Gulf economic recovery from the Coronavirus will be slow, which will negatively affect the banking sector, Standard & Poor’s (S&P) credit ratings agency has said.
The Gulf witnessed a severe recession in 2020, as vital non-oil sectors were affected by the Coronavirus pandemic repercussions, most notably hospitality, trade and real estate. States’ revenues were affected by the drop in oil prices.
Gulf economic recovery
Standard & Poor’s said upcoming events such as the Dubai Expo scheduled for this year, the FIFA World Cup in Qatar in 2022 and the recovery of the oil market, will support growth somewhat; however, it will remain below its historical levels.
The credit rating agency said “most GCC countries will not return to 2019 nominal GDP before 2023, with an even longer road for Saudi Arabia”.
The rating agency expects a full recovery in the global aviation and tourism industries will take time and continued weak recovery of global air travel in 2021-2022.
In the real estate sector too, analysts expect negative investment sentiment to persist and demand remain subdued.
S&P expects banks’ asset-quality indicators will continue to deteriorate and cost of risk to remain high as they start recognizing the true impact of impairments in 2020 and forbearance measures are lifted in second-half 2021.
The agency’s analysts said the measures implemented by most central banks in the region are supportive of liquidity but do not remove or reduce credit risk from the balance sheet of banks (yet).
The credit rating agency expects that the cost of risk will remain high following its 60% rise in 2020, with banks setting aside provisions in anticipation of more pressure.
Standard & Poor’s, a financial services company headquartered in the United States, is a subsidiary of McGraw Hill Companies, which publishes financial research and analysis on stocks and bonds.

> EXERCISE BRIEF
In the article on Gulf economic recovery, before which year does Standard & Poor's say most GCC countries will not return to their 2019 nominal GDP? The items have nothing to do with the article on Gulf economic recovery.

> EXTRACTED ENTRIES
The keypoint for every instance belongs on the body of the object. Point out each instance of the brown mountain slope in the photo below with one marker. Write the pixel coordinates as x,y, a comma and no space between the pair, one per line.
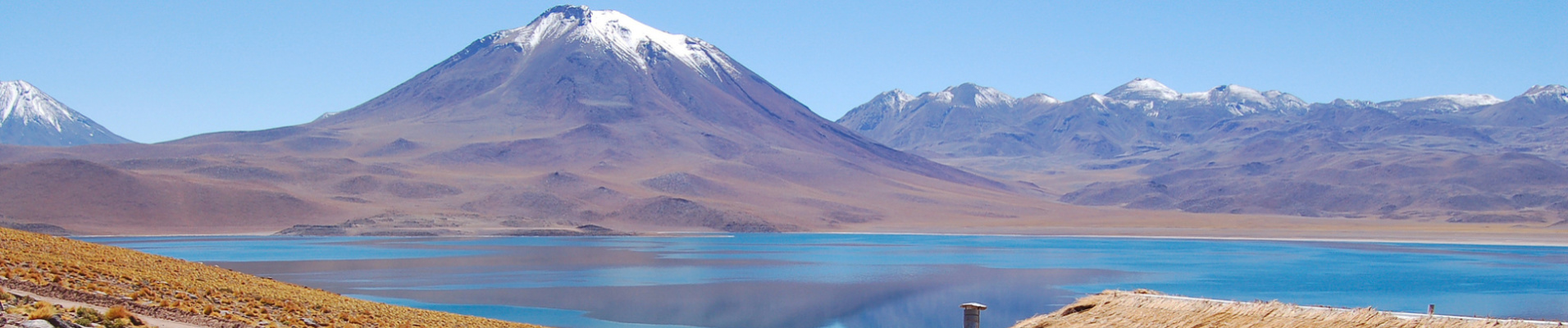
94,198
581,116
194,292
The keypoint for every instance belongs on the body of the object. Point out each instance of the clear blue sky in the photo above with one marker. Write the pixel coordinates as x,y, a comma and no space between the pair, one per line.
156,71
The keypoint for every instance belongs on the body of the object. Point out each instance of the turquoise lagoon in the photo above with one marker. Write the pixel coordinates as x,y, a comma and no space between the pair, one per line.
873,280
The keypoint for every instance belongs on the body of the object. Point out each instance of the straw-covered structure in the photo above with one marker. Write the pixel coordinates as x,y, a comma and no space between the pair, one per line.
1143,308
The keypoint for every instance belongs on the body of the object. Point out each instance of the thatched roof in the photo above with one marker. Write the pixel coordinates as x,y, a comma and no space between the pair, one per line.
1131,309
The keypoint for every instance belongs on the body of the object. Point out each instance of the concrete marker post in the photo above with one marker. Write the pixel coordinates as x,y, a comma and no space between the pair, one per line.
973,314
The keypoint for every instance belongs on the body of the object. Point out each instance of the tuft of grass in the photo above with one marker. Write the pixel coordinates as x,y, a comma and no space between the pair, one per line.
1150,309
41,309
215,292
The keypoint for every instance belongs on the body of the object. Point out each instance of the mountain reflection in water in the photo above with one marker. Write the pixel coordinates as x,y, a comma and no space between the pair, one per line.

> EXPECTED ANSWER
2023